PROBLEM DETAILS: Collect every line of the items below that contains the string "paved", and copy each one out in full.

SUPPLIED ENTRIES:
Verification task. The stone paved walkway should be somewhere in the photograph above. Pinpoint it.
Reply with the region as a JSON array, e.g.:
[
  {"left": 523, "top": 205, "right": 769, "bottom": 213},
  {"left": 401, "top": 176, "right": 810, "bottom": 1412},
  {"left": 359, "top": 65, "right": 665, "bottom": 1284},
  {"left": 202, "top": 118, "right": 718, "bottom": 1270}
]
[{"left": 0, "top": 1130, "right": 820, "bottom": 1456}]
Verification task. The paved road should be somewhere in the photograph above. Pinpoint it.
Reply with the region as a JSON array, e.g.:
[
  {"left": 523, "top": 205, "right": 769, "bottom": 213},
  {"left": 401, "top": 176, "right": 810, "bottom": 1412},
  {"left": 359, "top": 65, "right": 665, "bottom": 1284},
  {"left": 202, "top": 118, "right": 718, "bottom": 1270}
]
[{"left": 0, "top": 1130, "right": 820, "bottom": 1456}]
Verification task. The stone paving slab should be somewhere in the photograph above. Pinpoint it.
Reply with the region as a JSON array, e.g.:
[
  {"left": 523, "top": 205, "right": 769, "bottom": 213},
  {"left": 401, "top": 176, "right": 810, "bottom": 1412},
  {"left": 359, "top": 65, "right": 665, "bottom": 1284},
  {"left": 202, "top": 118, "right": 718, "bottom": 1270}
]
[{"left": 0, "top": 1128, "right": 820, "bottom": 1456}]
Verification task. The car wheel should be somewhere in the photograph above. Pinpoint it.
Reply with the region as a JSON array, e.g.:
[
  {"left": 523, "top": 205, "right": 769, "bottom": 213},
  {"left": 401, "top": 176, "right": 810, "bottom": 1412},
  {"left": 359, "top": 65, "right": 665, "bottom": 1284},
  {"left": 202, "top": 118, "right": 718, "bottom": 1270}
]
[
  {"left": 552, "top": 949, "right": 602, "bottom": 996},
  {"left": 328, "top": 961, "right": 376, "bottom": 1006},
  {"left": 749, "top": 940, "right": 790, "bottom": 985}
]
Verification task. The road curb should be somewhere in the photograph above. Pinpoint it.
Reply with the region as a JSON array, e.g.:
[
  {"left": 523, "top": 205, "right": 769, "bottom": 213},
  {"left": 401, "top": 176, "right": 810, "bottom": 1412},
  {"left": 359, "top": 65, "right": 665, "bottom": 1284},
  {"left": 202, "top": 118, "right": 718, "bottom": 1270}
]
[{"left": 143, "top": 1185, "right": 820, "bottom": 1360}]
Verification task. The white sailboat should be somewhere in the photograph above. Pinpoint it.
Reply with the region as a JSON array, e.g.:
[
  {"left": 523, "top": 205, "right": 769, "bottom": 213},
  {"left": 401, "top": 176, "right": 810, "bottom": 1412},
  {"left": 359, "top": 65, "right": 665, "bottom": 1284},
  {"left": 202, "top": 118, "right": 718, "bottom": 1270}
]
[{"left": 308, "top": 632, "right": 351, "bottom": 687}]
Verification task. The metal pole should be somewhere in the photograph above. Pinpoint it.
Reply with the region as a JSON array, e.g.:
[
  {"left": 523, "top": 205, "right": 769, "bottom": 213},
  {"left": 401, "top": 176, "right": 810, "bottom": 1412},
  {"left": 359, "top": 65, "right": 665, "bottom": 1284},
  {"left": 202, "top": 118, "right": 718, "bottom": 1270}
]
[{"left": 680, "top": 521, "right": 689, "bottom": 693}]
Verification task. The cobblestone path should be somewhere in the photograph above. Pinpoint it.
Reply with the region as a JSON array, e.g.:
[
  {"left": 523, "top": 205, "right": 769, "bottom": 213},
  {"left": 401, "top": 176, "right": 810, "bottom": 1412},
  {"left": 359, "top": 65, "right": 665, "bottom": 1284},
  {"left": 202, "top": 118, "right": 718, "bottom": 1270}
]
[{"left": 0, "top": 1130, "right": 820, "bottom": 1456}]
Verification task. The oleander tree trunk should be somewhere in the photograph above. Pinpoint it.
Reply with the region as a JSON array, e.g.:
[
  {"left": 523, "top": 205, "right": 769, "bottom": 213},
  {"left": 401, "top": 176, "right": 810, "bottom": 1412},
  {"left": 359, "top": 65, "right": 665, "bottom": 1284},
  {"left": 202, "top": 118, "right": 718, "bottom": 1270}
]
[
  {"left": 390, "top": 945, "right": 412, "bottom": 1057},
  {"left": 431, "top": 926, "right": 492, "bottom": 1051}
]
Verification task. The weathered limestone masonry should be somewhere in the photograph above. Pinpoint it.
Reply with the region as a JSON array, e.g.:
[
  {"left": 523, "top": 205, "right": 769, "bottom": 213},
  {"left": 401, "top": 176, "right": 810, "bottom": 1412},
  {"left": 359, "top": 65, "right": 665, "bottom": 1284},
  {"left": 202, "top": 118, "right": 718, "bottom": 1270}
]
...
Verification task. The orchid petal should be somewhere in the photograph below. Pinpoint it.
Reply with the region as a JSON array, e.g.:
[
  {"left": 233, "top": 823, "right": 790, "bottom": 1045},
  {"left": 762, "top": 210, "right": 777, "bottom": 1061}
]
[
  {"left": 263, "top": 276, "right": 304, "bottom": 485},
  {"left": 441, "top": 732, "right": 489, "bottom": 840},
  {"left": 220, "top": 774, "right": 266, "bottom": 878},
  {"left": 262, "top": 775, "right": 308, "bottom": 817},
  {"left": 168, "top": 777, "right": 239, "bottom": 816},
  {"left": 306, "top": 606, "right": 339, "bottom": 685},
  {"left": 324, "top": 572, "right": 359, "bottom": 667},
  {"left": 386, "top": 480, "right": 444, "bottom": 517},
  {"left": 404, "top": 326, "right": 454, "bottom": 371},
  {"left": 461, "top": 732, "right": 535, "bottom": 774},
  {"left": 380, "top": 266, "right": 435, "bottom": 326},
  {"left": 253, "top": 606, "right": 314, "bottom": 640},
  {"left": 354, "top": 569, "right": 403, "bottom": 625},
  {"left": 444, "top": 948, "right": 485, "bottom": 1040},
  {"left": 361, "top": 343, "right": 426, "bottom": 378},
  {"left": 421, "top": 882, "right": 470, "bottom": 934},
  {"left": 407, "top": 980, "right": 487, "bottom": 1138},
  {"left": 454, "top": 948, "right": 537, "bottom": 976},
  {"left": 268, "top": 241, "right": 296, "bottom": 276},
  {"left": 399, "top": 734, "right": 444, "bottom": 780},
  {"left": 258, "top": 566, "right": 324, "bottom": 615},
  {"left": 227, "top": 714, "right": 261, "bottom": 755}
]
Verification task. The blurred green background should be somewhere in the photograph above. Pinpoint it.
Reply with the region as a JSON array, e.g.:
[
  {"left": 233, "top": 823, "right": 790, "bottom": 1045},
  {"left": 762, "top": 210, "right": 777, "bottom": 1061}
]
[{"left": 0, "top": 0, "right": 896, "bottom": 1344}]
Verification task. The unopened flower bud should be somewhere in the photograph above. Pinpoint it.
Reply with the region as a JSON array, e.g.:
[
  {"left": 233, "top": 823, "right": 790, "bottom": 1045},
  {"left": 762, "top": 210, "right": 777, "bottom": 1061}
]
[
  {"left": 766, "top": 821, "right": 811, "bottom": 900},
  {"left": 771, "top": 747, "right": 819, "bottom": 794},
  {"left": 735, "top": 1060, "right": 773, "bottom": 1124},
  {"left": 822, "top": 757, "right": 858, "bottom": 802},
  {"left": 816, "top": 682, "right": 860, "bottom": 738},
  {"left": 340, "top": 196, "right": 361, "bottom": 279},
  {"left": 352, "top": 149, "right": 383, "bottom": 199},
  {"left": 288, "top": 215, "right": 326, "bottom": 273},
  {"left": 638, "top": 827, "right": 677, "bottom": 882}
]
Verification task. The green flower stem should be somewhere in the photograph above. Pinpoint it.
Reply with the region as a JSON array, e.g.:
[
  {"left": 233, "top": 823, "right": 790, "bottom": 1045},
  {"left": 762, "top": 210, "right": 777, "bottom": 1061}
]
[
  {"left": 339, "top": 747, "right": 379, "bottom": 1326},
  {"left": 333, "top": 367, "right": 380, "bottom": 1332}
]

FULL ANSWER:
Verification task. The stone paved walkway should be somewhere in the photograph above. Pinpoint it.
Verification task. The paved road should be somewhere in the photograph above. Pinpoint it.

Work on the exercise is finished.